**EXERCISE PROMPT:** The answer must be an exact copy of every record.

-------

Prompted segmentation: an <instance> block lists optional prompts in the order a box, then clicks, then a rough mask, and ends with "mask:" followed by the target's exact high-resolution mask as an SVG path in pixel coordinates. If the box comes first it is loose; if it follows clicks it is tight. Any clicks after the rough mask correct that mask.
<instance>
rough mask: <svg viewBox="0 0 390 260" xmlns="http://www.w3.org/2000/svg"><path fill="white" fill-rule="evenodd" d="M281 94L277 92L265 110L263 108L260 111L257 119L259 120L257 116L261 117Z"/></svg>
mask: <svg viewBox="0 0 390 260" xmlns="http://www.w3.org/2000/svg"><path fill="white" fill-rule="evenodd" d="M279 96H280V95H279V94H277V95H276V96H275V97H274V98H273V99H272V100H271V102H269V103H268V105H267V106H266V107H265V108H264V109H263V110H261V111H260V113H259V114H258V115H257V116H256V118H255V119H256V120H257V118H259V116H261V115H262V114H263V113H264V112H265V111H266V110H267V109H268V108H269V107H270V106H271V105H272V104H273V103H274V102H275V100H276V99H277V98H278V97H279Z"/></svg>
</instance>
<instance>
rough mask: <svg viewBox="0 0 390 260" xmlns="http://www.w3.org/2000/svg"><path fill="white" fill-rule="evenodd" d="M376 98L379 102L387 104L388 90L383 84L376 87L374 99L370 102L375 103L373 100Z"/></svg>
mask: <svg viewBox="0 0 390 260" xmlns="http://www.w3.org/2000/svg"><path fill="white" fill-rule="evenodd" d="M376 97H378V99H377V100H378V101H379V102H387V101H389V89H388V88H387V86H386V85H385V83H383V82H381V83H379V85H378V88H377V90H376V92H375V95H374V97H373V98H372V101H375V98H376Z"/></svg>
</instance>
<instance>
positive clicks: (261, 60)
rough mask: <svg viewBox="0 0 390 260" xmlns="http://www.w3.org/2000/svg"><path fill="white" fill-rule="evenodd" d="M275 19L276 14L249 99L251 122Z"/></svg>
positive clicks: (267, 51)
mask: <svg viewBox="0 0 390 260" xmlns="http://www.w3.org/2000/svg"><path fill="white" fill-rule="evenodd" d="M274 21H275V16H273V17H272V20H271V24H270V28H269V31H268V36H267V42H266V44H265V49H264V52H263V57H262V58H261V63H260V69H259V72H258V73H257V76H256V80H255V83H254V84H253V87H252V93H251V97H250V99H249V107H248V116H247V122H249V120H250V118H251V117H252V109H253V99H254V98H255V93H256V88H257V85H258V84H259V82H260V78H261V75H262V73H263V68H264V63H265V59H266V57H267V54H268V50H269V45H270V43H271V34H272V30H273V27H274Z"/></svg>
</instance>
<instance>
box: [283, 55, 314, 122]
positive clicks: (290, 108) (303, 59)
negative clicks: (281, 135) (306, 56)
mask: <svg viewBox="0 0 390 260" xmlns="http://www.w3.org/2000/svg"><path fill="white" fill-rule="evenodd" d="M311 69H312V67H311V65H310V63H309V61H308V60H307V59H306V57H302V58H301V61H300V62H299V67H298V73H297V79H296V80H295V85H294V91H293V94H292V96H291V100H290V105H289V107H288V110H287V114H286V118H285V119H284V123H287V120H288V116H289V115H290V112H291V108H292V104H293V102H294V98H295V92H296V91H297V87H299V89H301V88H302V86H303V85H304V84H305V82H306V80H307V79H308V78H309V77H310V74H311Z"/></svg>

-------

**SOLVED PROBLEM:**
Prompted segmentation: an <instance> block lists optional prompts in the order a box, then clicks, then a rough mask, and ends with "mask:" followed by the target's exact high-resolution mask as an SVG path in pixel coordinates. If the box comes first it is loose; if it follows clicks it is tight. Any clicks after the rough mask correct that mask.
<instance>
rough mask: <svg viewBox="0 0 390 260" xmlns="http://www.w3.org/2000/svg"><path fill="white" fill-rule="evenodd" d="M281 94L277 92L265 110L263 108L260 111L257 119L259 120L257 116L261 117Z"/></svg>
mask: <svg viewBox="0 0 390 260" xmlns="http://www.w3.org/2000/svg"><path fill="white" fill-rule="evenodd" d="M279 96H280V95H279V94H277V95H276V96H275V97H274V98H273V99H272V100H271V102H269V103H268V105H267V106H266V107H265V108H264V109H263V110H261V111H260V113H259V114H258V115H257V116H256V118H255V119H256V120H257V118H259V116H261V115H262V114H263V113H264V112H265V111H266V110H267V109H268V108H269V107H270V106H271V105H272V104H273V103H274V102H275V100H276V99H277V98H278V97H279Z"/></svg>
</instance>
<instance>
rough mask: <svg viewBox="0 0 390 260" xmlns="http://www.w3.org/2000/svg"><path fill="white" fill-rule="evenodd" d="M376 98L379 102L387 104L388 90L383 84L376 87L374 99L370 102L375 103L373 100Z"/></svg>
mask: <svg viewBox="0 0 390 260" xmlns="http://www.w3.org/2000/svg"><path fill="white" fill-rule="evenodd" d="M376 97H378V99H377V100H378V101H379V102H387V101H389V89H388V88H387V86H386V85H385V83H383V82H381V83H379V85H378V88H377V90H376V92H375V95H374V97H373V98H372V101H375V98H376Z"/></svg>
</instance>
<instance>
positive clicks: (261, 60)
rough mask: <svg viewBox="0 0 390 260" xmlns="http://www.w3.org/2000/svg"><path fill="white" fill-rule="evenodd" d="M275 19L276 14L249 99L251 122Z"/></svg>
positive clicks: (267, 51)
mask: <svg viewBox="0 0 390 260" xmlns="http://www.w3.org/2000/svg"><path fill="white" fill-rule="evenodd" d="M274 21H275V16H273V17H272V20H271V24H270V28H269V31H268V36H267V42H266V44H265V49H264V52H263V57H262V58H261V63H260V69H259V72H258V73H257V76H256V80H255V83H254V84H253V87H252V93H251V97H250V99H249V107H248V116H247V122H249V120H250V118H251V117H252V109H253V99H254V98H255V93H256V88H257V85H258V84H259V82H260V78H261V75H262V73H263V68H264V63H265V59H266V57H267V54H268V50H269V45H270V43H271V34H272V30H273V27H274Z"/></svg>
</instance>
<instance>
box: [283, 55, 314, 122]
positive clicks: (290, 108) (303, 59)
negative clicks: (281, 135) (306, 56)
mask: <svg viewBox="0 0 390 260" xmlns="http://www.w3.org/2000/svg"><path fill="white" fill-rule="evenodd" d="M311 69H312V67H311V65H310V63H309V61H308V60H307V59H306V57H302V58H301V61H300V62H299V67H298V73H297V79H296V80H295V85H294V91H293V94H292V96H291V100H290V105H289V107H288V110H287V114H286V118H285V119H284V123H287V120H288V116H289V115H290V112H291V108H292V104H293V102H294V98H295V92H296V91H297V87H299V89H301V88H302V86H303V85H304V84H305V82H306V80H307V79H308V78H309V77H310V74H311Z"/></svg>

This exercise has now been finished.